> _EXERCISE PROMPT_: Copy exactly the stretch of data below from the line with "Expected: one point per instance of the crowd of people" through the line with "Expected: one point per instance of the street", including both of those lines.

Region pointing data
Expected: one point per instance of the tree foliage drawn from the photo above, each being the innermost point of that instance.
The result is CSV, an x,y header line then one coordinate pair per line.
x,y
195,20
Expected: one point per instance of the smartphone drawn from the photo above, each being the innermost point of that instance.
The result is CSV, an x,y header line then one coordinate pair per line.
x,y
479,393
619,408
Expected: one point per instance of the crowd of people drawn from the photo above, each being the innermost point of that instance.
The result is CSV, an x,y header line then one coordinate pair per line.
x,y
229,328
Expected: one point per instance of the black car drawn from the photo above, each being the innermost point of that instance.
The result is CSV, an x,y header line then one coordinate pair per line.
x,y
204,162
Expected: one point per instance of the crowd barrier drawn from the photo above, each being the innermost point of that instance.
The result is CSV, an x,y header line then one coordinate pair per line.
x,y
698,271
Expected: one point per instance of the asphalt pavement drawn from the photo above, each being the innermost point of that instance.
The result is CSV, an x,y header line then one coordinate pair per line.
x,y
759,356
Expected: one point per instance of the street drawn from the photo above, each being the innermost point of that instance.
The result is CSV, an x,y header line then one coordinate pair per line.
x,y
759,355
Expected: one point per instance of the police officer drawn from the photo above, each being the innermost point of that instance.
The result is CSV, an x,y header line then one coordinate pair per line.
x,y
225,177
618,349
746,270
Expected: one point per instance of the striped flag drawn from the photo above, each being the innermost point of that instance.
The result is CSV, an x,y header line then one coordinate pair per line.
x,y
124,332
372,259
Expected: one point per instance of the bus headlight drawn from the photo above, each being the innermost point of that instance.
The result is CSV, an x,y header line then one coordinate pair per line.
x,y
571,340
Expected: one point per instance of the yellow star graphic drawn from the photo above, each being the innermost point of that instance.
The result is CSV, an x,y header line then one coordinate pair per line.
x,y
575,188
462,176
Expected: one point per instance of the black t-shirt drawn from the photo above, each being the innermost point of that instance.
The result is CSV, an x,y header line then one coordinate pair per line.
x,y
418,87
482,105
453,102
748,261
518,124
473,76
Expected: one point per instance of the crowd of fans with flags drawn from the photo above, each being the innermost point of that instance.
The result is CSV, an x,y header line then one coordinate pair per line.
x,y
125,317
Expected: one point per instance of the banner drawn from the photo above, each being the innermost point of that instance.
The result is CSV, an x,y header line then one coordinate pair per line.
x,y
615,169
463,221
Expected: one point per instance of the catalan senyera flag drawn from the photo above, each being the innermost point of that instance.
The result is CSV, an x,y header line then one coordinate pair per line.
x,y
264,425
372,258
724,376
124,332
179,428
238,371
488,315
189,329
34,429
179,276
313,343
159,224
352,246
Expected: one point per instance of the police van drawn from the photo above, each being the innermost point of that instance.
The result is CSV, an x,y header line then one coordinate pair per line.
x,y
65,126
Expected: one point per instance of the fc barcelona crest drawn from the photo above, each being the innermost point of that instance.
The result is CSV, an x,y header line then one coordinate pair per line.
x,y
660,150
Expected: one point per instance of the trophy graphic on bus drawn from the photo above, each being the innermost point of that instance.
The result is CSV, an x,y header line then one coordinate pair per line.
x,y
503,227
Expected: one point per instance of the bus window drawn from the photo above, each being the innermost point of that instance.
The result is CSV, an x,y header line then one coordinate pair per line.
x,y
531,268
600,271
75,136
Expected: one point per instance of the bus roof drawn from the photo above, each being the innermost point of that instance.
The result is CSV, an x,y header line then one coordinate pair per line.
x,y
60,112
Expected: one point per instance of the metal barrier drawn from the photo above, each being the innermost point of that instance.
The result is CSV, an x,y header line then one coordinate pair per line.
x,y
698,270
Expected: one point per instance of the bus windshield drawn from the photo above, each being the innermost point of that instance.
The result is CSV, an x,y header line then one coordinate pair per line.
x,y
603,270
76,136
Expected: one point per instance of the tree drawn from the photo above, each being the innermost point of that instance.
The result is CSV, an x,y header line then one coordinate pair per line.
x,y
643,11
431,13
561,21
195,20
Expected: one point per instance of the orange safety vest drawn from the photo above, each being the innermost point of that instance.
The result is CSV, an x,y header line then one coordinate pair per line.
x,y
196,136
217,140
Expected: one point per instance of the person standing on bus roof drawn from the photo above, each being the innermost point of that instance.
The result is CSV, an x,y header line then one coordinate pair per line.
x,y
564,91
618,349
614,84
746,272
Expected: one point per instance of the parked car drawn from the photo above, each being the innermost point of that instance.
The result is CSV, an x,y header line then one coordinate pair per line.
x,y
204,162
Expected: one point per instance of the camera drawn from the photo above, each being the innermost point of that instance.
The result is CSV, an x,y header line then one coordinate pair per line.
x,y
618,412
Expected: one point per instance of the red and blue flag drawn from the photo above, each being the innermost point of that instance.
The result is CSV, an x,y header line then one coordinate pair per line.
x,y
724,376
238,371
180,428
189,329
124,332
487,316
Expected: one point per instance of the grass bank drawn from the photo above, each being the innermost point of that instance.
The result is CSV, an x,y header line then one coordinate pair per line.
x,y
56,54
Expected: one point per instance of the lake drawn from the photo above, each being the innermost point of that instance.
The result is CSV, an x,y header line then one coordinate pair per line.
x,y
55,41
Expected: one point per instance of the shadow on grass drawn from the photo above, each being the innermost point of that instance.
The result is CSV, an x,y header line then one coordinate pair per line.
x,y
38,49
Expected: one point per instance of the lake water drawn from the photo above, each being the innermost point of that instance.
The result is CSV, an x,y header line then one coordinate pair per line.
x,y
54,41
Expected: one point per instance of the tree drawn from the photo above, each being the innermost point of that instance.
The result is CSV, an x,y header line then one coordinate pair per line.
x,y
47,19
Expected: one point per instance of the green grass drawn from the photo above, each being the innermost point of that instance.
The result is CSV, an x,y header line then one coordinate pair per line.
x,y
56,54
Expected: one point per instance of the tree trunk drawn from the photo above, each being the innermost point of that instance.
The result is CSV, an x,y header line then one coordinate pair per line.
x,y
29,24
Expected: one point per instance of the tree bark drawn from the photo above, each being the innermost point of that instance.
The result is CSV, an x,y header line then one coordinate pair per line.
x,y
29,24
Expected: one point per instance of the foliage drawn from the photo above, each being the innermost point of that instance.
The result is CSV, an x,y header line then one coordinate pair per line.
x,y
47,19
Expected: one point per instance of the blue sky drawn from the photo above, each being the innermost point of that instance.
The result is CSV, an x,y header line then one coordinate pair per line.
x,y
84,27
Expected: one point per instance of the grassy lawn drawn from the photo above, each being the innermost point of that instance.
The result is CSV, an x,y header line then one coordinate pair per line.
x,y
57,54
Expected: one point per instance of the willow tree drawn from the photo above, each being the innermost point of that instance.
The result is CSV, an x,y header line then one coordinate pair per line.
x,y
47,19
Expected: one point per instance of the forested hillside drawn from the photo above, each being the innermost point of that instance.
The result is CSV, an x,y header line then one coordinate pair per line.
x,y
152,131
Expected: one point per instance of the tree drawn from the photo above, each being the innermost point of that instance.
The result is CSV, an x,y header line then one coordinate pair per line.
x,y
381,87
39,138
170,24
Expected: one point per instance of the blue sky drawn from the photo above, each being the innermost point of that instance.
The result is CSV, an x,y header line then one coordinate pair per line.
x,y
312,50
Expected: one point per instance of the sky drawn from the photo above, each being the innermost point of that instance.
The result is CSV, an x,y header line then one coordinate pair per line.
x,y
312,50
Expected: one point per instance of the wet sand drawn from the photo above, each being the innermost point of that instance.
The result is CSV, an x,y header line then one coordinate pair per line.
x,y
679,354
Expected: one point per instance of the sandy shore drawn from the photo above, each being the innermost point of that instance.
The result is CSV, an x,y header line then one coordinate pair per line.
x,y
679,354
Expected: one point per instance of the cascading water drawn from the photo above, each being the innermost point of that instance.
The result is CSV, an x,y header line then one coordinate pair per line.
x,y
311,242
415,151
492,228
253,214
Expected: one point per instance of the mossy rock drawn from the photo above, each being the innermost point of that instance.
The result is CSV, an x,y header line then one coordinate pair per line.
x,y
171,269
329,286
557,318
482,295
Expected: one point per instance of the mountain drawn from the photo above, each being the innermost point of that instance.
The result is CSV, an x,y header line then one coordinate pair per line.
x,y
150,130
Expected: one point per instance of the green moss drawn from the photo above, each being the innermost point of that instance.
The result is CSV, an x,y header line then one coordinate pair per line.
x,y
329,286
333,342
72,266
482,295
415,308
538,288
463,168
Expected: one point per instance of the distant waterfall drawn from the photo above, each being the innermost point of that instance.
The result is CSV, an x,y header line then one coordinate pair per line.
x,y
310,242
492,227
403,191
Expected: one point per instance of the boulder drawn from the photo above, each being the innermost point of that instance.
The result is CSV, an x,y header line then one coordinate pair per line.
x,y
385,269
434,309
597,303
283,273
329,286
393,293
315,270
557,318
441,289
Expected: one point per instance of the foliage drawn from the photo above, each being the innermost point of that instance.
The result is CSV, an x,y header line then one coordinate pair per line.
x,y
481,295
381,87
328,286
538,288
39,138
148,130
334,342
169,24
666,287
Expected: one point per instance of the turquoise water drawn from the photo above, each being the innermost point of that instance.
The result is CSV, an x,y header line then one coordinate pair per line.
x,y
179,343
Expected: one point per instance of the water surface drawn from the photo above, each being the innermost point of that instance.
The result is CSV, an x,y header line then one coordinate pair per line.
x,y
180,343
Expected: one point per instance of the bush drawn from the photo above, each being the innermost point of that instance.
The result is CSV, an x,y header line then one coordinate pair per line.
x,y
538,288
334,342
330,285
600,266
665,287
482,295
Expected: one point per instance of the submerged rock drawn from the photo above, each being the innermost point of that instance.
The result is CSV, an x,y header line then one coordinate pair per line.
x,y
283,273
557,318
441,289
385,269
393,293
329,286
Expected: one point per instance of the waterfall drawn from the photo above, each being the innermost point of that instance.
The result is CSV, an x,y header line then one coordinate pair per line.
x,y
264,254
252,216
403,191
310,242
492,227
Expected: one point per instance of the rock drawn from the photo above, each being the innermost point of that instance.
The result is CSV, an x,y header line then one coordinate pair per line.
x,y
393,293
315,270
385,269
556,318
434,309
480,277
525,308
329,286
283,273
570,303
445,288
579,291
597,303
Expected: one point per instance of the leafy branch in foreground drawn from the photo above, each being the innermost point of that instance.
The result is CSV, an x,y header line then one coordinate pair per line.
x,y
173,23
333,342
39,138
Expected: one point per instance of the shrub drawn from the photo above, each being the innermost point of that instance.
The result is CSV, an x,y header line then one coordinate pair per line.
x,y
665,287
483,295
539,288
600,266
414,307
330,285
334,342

---

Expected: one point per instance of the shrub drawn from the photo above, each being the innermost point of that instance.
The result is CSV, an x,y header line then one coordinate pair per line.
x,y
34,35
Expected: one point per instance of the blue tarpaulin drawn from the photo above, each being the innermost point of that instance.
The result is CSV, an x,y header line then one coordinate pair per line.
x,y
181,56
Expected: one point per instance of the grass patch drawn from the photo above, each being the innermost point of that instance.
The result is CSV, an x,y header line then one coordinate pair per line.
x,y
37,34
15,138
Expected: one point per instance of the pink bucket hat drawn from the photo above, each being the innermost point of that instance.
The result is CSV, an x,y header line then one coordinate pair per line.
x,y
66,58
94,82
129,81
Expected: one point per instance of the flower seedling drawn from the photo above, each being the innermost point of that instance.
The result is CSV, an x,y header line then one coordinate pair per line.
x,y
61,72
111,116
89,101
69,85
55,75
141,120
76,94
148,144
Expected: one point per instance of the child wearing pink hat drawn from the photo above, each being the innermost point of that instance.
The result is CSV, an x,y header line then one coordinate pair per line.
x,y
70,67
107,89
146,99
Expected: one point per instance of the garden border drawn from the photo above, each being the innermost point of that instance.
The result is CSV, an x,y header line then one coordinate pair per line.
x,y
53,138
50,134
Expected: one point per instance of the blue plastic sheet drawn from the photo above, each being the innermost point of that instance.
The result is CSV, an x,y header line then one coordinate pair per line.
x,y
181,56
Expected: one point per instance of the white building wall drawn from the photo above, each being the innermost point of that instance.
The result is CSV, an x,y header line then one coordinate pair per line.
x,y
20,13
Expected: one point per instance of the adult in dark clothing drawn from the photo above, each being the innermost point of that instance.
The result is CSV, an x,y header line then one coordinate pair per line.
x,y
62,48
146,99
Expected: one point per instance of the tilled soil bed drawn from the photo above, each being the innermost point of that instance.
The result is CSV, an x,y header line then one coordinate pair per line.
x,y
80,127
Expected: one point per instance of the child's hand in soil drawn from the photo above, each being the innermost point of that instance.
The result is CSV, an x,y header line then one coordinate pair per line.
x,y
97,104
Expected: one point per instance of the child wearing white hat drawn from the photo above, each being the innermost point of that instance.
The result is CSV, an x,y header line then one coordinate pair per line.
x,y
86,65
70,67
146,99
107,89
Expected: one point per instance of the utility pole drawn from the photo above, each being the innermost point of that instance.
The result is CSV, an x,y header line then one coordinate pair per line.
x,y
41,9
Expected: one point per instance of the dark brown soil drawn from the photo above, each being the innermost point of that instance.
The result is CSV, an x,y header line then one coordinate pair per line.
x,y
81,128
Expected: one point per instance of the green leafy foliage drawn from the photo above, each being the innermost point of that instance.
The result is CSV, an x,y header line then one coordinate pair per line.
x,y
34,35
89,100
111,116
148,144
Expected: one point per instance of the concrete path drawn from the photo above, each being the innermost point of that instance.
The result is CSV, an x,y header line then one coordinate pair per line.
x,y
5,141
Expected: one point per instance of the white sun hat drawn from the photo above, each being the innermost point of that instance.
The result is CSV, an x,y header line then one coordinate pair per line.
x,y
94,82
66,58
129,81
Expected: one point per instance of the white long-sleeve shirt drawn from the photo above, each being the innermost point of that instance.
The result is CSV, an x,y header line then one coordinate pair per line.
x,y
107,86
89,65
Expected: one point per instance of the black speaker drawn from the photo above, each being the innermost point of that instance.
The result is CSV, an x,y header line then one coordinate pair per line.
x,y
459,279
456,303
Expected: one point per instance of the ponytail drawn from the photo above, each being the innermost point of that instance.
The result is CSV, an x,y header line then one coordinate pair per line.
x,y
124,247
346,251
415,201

> _FINISHED TASK_:
Expected: one point per instance of the crowd of people drawn from the photo above, each being the innermost point of that instance.
The result is CSV, an x,y header line then one coordinate pair per line.
x,y
229,328
Expected: one point per instance of the black car drawn from the photo above, each being the innermost point of that instance.
The result is CSV, an x,y header line then one coordinate pair per line.
x,y
204,162
Expected: one point per instance of the crowd barrier drawn from the photo above, each being the innermost point of that instance.
The result is CSV, an x,y header line then one coordinate pair per line.
x,y
698,271
Expected: one point per instance of the asphalt pavement drawn from the photo above, each being the innermost point of that instance.
The result is CSV, an x,y header line then one coordinate pair per line.
x,y
759,356
Expected: one point per instance of the street drawn from the photo above, each being the innermost point of that instance.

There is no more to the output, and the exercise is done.